_Problem to solve_. Which lines of the listing below contain the string "text"? List each of them in full, treating uppercase and lowercase as different.

-- start Recorded data --

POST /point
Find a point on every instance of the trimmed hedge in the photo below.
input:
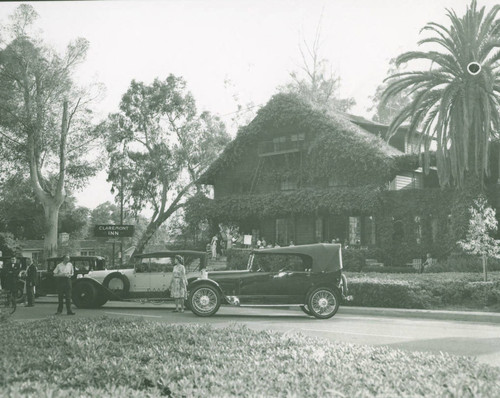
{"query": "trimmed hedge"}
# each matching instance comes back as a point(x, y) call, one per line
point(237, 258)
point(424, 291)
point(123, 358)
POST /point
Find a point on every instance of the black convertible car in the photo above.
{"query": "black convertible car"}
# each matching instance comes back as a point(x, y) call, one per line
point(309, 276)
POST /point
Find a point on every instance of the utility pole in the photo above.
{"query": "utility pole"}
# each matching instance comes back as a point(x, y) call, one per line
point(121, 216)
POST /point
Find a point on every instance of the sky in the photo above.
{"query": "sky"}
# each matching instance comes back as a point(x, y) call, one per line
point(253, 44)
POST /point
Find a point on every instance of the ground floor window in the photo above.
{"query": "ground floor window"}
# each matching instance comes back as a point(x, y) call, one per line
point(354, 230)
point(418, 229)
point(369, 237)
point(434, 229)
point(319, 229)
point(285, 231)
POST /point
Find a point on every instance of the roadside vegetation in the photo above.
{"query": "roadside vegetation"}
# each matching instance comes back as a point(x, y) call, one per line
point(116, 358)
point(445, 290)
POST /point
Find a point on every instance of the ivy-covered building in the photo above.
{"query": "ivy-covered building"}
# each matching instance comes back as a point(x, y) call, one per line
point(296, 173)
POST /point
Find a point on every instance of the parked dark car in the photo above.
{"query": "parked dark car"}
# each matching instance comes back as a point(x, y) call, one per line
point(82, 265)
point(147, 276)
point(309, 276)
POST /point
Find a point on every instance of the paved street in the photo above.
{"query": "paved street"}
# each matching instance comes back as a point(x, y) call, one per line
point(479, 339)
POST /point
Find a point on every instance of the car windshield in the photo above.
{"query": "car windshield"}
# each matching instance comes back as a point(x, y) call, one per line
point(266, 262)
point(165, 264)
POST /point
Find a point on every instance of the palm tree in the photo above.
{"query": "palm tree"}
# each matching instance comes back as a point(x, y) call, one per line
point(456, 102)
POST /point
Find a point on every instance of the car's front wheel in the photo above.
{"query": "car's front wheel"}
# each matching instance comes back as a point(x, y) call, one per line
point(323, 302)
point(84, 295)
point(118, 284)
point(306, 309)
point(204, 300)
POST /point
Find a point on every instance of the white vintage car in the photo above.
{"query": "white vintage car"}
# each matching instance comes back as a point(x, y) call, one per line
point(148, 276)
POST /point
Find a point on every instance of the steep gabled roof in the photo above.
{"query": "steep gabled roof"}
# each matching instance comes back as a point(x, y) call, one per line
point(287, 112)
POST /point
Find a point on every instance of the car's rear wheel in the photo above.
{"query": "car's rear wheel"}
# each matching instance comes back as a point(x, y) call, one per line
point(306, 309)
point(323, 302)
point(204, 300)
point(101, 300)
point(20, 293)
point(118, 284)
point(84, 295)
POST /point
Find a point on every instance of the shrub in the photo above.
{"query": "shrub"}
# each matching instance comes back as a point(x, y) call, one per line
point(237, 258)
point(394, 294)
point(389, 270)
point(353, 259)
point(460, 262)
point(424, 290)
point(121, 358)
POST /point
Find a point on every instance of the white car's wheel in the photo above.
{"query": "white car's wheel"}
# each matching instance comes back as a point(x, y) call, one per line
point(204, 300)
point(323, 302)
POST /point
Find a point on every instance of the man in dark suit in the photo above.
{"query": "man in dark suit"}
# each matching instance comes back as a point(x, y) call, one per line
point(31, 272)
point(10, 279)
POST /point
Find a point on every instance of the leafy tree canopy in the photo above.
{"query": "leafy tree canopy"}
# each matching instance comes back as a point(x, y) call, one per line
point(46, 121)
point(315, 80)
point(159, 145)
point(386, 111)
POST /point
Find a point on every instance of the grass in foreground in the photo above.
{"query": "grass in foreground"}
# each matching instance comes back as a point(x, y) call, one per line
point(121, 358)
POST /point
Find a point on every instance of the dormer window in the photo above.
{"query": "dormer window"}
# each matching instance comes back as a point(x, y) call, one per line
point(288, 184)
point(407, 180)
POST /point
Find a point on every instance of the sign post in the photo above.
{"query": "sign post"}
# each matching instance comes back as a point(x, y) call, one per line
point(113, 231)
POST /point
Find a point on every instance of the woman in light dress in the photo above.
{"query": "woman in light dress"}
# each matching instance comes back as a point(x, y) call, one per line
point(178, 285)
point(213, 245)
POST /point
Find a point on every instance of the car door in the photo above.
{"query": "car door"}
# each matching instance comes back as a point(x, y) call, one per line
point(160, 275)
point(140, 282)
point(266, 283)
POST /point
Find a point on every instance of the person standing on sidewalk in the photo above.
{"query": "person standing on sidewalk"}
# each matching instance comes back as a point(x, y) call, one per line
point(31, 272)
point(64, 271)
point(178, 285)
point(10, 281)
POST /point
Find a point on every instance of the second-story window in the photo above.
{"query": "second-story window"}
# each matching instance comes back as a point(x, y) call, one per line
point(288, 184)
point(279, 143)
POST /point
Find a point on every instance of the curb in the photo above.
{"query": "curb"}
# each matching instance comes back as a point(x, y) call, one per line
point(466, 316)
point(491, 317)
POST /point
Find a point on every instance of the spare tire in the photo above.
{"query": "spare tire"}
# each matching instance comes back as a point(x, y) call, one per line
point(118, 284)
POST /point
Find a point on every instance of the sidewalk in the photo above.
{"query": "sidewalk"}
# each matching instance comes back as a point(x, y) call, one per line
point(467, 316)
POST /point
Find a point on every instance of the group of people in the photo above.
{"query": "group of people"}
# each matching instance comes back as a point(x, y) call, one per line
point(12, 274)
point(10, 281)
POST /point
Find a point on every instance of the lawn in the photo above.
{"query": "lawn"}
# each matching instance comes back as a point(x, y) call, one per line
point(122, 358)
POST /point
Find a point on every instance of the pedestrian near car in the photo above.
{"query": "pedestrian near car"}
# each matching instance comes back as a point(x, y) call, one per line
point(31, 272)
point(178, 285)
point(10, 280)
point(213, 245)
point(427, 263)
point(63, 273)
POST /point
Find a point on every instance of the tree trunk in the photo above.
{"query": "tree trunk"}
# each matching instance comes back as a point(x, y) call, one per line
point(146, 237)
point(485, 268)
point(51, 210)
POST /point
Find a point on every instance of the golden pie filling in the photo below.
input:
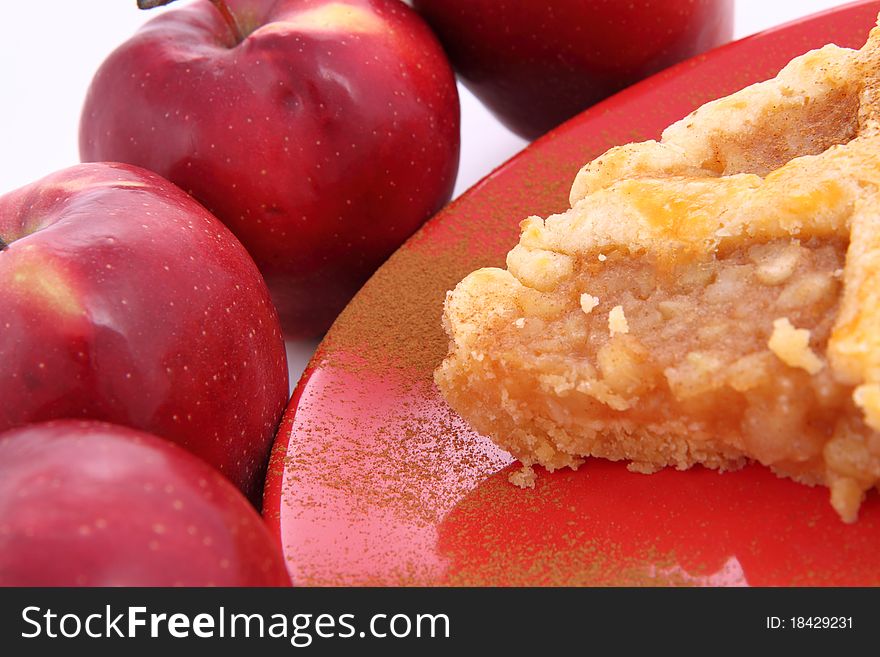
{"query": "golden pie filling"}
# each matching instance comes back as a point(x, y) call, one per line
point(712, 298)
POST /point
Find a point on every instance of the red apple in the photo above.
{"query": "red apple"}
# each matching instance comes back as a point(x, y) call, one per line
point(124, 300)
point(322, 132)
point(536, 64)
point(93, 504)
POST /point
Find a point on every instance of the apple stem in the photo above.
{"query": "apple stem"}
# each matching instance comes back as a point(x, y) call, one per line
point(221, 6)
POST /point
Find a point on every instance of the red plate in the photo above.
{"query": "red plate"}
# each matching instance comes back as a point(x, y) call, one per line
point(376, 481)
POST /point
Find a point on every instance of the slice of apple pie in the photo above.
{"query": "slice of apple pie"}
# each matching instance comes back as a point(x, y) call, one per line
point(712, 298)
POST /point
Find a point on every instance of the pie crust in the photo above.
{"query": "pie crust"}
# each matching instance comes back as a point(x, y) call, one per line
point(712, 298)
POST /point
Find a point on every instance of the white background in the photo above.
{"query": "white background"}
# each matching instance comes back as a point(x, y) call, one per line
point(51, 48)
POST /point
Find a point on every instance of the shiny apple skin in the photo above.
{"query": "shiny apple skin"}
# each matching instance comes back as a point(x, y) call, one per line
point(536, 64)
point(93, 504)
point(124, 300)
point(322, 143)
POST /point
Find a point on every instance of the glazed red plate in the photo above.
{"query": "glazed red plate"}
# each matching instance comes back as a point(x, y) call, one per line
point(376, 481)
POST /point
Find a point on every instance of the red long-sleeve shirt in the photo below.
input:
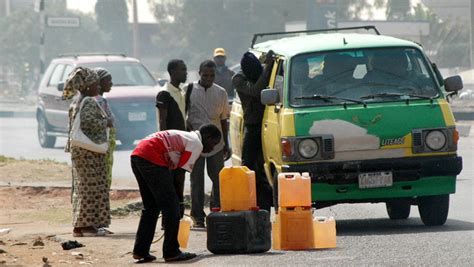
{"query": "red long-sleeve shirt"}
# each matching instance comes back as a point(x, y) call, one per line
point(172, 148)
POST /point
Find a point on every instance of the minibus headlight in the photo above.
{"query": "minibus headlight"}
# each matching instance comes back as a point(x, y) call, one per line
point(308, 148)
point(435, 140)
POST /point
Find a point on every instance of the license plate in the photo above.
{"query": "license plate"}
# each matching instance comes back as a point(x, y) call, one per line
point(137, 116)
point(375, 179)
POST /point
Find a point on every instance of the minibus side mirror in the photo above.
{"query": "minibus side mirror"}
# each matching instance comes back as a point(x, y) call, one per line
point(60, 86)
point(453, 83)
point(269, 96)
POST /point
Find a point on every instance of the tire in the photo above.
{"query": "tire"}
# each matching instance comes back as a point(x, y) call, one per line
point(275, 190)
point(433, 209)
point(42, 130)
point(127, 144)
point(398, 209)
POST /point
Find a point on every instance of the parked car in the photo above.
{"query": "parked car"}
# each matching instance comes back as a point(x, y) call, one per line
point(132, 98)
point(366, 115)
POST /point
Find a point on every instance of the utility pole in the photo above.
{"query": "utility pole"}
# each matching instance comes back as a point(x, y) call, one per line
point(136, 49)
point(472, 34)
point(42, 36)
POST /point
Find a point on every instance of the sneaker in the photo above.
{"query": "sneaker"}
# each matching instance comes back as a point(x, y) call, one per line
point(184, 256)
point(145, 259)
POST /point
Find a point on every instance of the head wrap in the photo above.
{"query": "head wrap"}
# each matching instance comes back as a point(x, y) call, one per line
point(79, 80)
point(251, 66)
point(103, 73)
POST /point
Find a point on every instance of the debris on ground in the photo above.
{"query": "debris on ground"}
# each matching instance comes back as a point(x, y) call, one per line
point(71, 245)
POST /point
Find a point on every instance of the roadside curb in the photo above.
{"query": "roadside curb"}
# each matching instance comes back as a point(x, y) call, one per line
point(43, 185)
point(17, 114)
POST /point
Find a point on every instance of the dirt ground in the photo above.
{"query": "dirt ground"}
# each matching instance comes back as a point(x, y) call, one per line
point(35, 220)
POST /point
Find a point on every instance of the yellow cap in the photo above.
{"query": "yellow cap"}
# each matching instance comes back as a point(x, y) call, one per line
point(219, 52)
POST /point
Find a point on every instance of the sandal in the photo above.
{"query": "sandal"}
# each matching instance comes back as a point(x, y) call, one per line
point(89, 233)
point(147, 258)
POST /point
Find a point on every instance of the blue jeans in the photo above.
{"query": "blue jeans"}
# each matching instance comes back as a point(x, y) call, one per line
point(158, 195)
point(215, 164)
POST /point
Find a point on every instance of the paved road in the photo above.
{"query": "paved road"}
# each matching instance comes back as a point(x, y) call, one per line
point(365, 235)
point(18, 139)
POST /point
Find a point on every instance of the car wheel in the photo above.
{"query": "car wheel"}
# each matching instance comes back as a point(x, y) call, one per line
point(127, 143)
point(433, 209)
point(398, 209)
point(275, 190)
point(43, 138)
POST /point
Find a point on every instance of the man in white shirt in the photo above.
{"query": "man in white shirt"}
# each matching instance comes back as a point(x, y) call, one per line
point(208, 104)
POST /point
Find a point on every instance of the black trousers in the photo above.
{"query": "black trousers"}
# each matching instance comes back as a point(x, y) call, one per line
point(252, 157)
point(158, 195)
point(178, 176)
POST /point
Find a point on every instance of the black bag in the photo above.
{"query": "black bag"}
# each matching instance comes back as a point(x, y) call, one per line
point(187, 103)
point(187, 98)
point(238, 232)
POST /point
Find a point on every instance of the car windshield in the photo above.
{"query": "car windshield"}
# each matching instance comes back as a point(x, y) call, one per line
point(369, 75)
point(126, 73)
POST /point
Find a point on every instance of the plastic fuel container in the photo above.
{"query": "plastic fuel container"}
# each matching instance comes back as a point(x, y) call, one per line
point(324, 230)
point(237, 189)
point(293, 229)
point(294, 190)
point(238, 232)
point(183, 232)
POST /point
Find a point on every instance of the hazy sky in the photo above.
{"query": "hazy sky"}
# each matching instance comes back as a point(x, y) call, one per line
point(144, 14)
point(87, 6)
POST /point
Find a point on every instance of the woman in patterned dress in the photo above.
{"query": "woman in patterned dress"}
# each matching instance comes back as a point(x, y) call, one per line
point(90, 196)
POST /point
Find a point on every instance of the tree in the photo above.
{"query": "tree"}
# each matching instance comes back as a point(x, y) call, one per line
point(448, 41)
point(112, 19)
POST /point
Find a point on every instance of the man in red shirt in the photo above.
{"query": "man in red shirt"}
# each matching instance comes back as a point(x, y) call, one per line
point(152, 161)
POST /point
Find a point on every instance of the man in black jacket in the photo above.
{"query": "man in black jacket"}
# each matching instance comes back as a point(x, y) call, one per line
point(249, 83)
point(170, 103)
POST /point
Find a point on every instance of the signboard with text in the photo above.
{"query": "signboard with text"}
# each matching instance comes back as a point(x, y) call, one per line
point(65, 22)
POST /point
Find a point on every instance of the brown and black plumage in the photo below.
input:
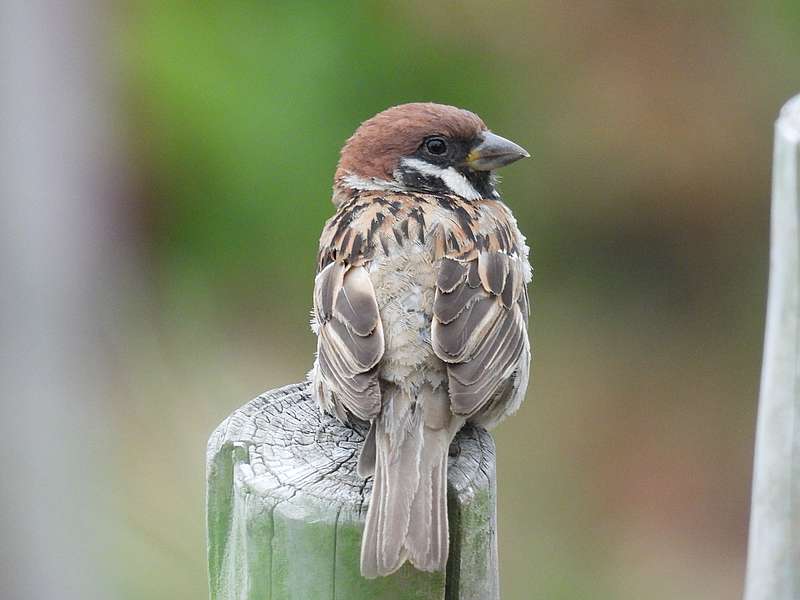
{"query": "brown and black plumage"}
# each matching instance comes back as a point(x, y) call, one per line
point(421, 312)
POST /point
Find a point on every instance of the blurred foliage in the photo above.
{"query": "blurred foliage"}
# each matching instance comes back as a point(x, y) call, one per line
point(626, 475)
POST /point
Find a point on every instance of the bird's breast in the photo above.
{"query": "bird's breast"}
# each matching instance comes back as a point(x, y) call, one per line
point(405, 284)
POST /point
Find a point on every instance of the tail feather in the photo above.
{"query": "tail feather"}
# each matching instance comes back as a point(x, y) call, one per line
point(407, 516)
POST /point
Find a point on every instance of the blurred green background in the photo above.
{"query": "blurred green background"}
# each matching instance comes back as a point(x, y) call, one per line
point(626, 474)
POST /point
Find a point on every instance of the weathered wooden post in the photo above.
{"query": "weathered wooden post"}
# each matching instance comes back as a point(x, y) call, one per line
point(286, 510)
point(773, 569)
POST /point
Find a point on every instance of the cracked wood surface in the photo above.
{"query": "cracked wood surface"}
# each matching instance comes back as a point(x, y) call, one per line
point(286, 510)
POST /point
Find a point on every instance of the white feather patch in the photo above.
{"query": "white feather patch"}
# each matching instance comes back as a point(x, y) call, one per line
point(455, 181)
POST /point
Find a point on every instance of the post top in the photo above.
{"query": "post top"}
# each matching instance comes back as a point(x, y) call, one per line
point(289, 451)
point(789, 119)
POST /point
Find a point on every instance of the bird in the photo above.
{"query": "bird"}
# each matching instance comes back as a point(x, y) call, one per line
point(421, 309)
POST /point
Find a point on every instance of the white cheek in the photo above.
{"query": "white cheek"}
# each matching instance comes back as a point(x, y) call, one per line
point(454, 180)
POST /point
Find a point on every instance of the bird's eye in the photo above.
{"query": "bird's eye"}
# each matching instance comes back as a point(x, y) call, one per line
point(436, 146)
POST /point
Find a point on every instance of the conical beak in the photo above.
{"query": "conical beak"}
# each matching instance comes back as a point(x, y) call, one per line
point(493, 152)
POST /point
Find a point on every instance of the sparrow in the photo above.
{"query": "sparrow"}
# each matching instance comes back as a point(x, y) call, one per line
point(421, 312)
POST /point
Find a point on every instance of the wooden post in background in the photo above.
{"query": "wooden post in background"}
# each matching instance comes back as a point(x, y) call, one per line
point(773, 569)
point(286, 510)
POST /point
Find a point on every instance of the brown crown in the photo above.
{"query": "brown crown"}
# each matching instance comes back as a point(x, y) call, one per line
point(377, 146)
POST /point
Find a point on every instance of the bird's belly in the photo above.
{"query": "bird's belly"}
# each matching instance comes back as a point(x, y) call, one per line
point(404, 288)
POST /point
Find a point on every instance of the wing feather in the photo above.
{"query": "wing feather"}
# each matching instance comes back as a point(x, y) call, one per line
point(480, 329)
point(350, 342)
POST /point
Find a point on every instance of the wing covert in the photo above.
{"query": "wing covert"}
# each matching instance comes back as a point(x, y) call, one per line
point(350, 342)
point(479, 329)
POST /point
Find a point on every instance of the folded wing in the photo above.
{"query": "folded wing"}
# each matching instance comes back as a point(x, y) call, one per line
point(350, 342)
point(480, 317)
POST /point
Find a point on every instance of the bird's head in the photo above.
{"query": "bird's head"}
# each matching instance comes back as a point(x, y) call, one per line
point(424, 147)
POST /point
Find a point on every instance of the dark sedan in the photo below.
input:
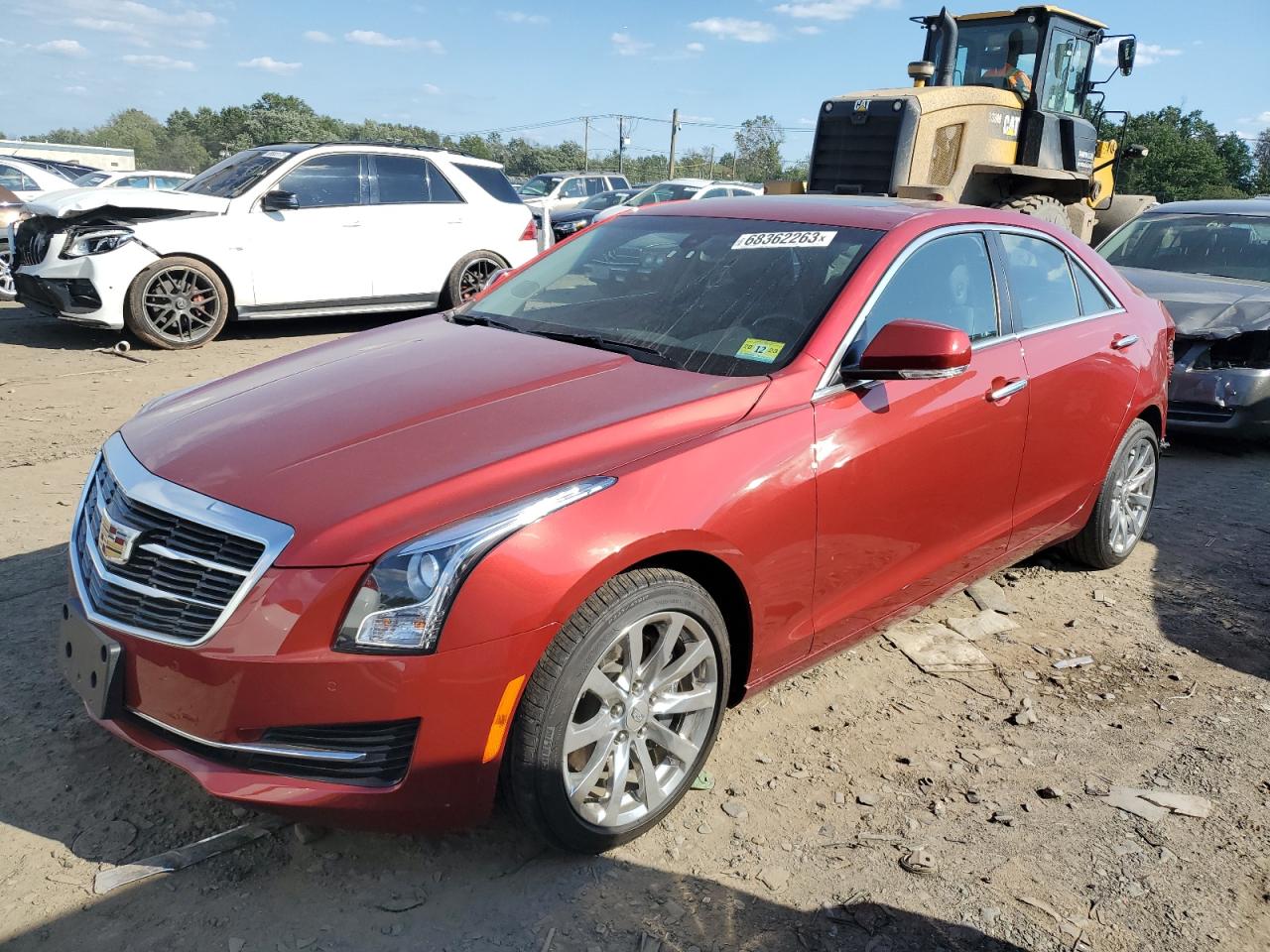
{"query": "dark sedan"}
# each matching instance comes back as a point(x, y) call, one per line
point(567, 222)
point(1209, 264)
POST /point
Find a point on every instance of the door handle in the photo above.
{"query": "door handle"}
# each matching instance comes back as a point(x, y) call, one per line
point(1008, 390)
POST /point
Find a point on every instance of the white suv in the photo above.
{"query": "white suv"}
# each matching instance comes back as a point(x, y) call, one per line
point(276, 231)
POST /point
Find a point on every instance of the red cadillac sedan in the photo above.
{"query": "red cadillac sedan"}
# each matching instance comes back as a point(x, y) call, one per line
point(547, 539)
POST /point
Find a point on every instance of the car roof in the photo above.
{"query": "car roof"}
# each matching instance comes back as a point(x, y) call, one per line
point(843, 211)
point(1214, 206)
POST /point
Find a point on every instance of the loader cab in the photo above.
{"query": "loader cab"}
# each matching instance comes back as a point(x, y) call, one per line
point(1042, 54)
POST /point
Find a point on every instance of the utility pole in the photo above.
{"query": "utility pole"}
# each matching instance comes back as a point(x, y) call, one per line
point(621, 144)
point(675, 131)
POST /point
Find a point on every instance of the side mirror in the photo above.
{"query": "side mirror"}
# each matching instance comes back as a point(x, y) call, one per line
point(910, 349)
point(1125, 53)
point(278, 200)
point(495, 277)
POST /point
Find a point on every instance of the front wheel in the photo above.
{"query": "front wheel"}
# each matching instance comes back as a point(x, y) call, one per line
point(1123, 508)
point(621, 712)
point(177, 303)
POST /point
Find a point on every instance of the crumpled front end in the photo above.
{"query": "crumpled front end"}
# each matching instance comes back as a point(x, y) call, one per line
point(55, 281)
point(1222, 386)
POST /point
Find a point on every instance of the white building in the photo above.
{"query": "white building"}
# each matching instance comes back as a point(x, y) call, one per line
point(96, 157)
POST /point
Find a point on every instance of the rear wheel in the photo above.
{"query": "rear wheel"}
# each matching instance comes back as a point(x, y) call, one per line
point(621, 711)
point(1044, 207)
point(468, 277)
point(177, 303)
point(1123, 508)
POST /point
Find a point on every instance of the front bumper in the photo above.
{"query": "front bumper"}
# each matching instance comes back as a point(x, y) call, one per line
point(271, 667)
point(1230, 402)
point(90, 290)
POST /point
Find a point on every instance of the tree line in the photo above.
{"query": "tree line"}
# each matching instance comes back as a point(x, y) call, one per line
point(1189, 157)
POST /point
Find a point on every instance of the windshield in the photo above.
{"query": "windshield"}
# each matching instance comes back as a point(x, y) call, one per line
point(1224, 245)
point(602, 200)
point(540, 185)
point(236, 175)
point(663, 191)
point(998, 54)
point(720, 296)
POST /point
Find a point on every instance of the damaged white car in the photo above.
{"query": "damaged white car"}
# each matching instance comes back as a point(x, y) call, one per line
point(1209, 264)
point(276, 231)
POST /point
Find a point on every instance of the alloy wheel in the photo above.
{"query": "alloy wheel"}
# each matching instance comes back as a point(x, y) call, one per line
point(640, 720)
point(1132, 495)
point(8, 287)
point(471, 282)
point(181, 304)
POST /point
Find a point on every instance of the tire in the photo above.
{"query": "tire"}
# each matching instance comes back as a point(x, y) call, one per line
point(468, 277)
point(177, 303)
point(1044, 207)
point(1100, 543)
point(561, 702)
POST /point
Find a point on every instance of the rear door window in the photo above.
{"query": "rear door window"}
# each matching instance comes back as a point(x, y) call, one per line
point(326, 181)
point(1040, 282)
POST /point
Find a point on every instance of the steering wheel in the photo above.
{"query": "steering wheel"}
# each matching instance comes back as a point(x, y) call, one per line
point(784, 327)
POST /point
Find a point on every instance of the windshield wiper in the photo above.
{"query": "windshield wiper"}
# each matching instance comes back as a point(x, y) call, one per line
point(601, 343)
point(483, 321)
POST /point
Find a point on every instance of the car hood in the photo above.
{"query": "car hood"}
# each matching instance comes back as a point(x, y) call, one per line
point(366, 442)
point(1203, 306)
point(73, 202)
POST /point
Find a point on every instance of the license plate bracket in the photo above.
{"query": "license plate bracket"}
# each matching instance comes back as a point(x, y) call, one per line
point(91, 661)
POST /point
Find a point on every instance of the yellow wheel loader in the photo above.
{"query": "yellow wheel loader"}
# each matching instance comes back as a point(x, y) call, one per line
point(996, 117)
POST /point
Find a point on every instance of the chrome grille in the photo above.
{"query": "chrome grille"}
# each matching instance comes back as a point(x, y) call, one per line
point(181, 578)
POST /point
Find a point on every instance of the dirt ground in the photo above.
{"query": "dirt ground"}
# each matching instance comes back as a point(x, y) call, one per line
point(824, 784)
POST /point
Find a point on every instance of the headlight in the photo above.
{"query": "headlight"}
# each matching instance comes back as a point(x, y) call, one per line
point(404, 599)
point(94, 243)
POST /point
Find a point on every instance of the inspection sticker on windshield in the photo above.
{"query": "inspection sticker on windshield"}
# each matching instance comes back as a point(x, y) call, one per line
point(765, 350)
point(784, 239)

-- end Recorded data --

_Answer to the task_.
Find a point on every instance of the signboard with text in the photo above.
{"query": "signboard with text"}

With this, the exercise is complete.